#### Records for processing:

════════════════════

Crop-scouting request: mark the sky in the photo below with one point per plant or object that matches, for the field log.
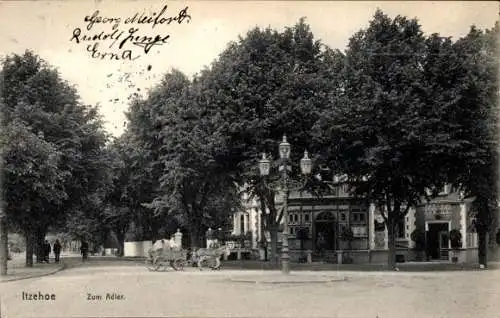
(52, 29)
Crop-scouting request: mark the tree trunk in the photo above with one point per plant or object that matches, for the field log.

════════════════════

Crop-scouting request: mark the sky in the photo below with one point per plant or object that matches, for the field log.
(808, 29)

════════════════════

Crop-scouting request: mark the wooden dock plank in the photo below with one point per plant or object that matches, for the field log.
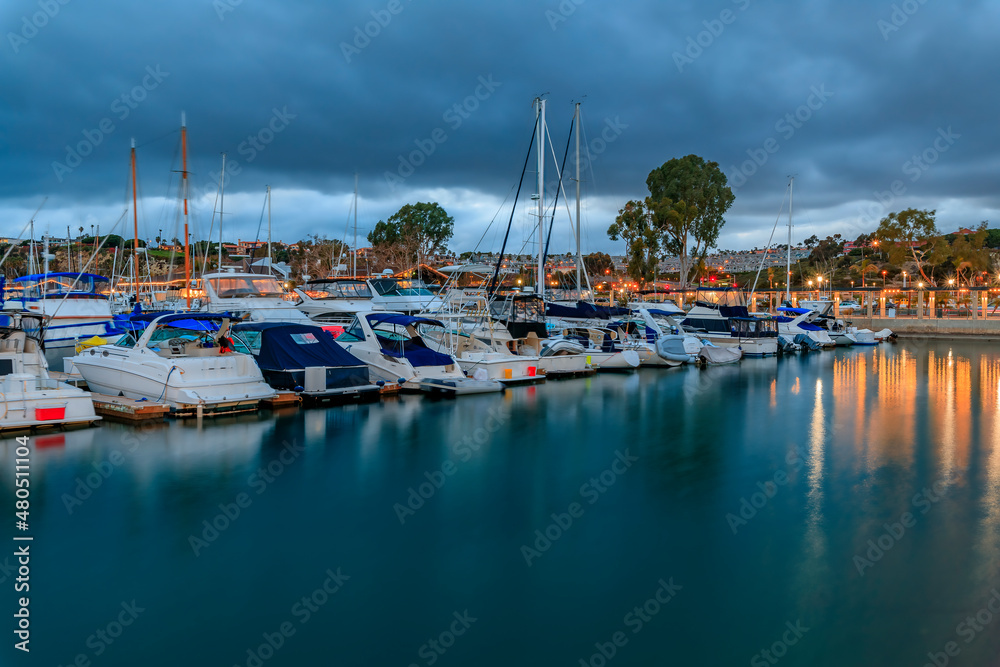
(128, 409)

════════════════════

Please select every row that contains the word "field".

#### Task solution:
Crop-scouting request: mark the sky in the photo below with one point per plant or object that matches, for the field log.
Crop-scouting request: mark the tree trunk in the photo above with one point per plant or object that matches, for the field log.
Crop-scouting request: mark the sky in the photo below with one point per plant or object that matches, for the field log.
Crop-scouting request: mark the wooden dock plank in the photo below with one point per plant or object that matches, for the field log.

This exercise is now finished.